WHAT YOU WILL DO:
List every line in the entries below that contains the word "post". Treat uppercase and lowercase letters as different.

----------

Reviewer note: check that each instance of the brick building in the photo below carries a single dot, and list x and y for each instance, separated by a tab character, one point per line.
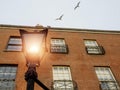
75	59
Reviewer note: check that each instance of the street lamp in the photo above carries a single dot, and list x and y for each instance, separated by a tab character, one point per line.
33	48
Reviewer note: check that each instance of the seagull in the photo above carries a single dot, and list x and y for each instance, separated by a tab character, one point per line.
77	5
60	18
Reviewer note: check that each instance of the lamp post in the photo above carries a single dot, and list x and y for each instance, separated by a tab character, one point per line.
33	48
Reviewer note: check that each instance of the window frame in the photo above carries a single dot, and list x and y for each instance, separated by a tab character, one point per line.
15	47
106	82
59	81
94	49
62	49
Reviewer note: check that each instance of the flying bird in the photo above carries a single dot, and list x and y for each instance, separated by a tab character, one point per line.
77	5
60	18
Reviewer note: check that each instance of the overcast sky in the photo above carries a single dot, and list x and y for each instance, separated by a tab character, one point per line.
92	14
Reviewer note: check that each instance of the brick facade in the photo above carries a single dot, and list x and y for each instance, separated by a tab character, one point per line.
81	63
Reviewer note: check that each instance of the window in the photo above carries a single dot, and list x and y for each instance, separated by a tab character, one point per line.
62	78
93	48
14	44
58	46
7	77
106	78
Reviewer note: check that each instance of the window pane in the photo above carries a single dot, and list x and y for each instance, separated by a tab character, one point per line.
14	48
106	78
62	78
15	41
90	43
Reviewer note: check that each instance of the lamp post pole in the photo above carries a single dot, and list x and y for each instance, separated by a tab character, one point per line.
30	75
33	43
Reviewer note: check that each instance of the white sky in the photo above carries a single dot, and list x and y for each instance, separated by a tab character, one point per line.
92	14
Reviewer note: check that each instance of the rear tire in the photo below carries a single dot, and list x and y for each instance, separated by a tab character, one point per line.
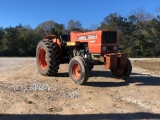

----------

COMPLETE OUTPUT:
Reviewer note: check that each instance of the lamp post in the photo above carries a single dot, and list x and y for each instance, separated by a tab character, one point per line.
Reviewer note: check that each instance of the lamp post pole in the photo above carries a single dot, and list x and y for each instance, separated by a tab character, one point per line.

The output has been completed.